**WHAT YOU ARE ASKED TO DO:** Please repeat the data below word for word, from the first line to the last, leaving nothing out.

■ ■ ■

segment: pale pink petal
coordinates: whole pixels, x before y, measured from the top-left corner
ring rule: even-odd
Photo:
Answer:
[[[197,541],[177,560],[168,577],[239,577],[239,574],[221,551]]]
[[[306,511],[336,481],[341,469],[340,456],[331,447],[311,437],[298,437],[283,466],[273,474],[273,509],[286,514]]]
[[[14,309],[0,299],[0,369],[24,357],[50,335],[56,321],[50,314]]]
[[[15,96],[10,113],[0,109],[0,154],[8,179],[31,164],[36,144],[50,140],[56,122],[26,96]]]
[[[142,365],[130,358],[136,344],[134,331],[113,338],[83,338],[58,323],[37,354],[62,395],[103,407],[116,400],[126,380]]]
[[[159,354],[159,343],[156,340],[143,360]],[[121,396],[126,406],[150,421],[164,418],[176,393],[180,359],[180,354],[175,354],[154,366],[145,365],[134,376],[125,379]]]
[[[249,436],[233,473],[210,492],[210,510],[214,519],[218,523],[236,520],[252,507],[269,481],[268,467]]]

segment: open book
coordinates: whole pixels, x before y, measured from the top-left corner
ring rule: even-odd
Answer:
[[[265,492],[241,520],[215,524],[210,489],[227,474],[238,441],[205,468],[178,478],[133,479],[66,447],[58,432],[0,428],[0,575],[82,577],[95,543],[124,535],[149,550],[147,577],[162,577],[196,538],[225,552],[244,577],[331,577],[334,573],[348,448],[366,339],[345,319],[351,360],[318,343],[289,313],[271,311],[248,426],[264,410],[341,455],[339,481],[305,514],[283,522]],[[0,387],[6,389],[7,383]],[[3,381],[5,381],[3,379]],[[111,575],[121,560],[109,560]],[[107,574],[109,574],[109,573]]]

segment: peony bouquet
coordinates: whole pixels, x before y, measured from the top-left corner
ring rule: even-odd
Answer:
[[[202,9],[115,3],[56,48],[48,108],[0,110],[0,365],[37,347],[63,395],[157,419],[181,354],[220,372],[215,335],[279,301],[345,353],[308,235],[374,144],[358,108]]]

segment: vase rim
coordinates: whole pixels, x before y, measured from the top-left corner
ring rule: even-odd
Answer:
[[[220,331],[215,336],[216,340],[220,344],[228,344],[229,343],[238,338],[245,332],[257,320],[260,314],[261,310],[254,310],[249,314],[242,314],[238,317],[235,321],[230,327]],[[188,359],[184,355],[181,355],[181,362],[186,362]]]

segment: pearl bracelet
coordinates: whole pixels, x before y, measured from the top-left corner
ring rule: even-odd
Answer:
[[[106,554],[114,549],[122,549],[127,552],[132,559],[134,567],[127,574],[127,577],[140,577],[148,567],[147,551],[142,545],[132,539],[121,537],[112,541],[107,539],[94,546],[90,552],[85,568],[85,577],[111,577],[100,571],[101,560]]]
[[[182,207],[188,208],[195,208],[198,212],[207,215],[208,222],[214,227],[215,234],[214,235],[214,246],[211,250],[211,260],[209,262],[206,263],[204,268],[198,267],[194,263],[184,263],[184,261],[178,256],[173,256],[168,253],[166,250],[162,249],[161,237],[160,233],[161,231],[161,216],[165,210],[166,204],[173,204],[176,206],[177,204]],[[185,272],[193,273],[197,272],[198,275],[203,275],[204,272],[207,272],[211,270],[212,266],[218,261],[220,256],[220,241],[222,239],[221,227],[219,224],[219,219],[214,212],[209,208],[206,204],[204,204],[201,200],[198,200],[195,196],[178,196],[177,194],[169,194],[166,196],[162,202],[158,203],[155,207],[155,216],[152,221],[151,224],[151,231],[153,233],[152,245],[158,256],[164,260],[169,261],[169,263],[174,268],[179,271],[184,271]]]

■ ■ ■

**THE RESPONSE:**
segment: pale pink petal
coordinates: whole pixels, x before y, measured from the top-left corner
ring rule: even-odd
Photo:
Answer:
[[[197,541],[177,560],[168,577],[239,577],[239,574],[221,551]]]
[[[306,511],[336,481],[341,469],[340,456],[331,447],[311,437],[298,437],[283,466],[273,474],[273,509],[286,514]]]
[[[14,309],[0,299],[0,369],[24,357],[50,335],[56,321],[50,314]]]
[[[15,96],[10,113],[0,109],[0,154],[8,179],[31,164],[36,144],[50,140],[56,122],[26,96]]]
[[[142,365],[130,358],[136,344],[134,331],[113,338],[83,338],[58,323],[37,354],[62,395],[103,407],[116,400],[126,380]]]
[[[159,354],[159,343],[156,340],[143,360]],[[121,396],[126,406],[150,421],[164,418],[176,393],[180,359],[180,354],[175,354],[154,366],[145,365],[134,376],[125,379]]]
[[[249,436],[233,473],[210,492],[210,510],[214,519],[218,523],[236,520],[252,507],[269,481],[268,467]]]

segment: open book
coordinates: whole pixels, x before y, measured from the top-left corner
ring rule: even-odd
Answer:
[[[265,492],[241,520],[215,524],[210,489],[227,474],[238,441],[205,468],[178,478],[133,479],[66,447],[58,432],[0,428],[0,575],[82,577],[95,543],[124,535],[149,550],[147,577],[162,577],[196,538],[225,552],[244,577],[331,577],[334,573],[348,448],[366,339],[345,319],[351,360],[318,343],[289,313],[271,311],[248,426],[264,410],[341,455],[339,481],[305,514],[283,522]],[[0,387],[6,389],[7,383]],[[3,381],[5,381],[3,379]],[[111,575],[121,560],[109,560]],[[107,574],[109,574],[109,573]]]

segment: peony bouquet
coordinates: whole pixels, x before y, measured from the top-left corner
ring rule: even-odd
Answer:
[[[202,9],[115,3],[56,48],[48,108],[0,110],[0,365],[37,347],[63,395],[157,419],[181,354],[220,372],[215,335],[279,301],[345,353],[308,235],[374,144],[358,108]]]

segment: vase rim
coordinates: whole pixels, x before y, measured from the top-left corner
ring rule: even-odd
Answer:
[[[220,331],[215,336],[216,340],[220,344],[228,344],[229,343],[238,338],[245,332],[257,320],[260,314],[261,310],[254,310],[249,314],[242,314],[238,317],[235,321],[230,327]],[[188,359],[184,355],[181,355],[181,362],[186,362]]]

segment: pearl bracelet
coordinates: whole pixels, x before y, measured from the top-left corner
ring rule: even-odd
Answer:
[[[106,554],[114,549],[122,549],[127,552],[132,559],[134,567],[127,574],[127,577],[140,577],[148,567],[147,551],[142,545],[132,539],[121,537],[112,541],[107,539],[94,546],[90,552],[85,568],[85,577],[111,577],[100,571],[101,560]]]
[[[182,207],[188,208],[195,208],[198,212],[207,215],[208,222],[214,227],[215,234],[214,235],[214,246],[211,250],[211,260],[209,262],[206,263],[204,268],[198,267],[194,263],[184,263],[184,261],[178,256],[173,256],[168,253],[166,250],[162,249],[161,237],[160,233],[161,231],[161,216],[165,210],[166,204],[173,204],[176,206],[177,204]],[[185,272],[193,273],[197,272],[198,275],[203,275],[204,272],[207,272],[211,270],[212,266],[218,261],[220,256],[220,241],[222,239],[221,227],[219,224],[219,219],[214,212],[209,208],[206,204],[204,204],[201,200],[198,200],[195,196],[178,196],[177,194],[169,194],[166,196],[162,202],[158,203],[155,207],[155,216],[152,221],[151,224],[151,231],[153,233],[152,245],[158,256],[164,260],[169,261],[169,263],[174,268],[179,271],[184,271]]]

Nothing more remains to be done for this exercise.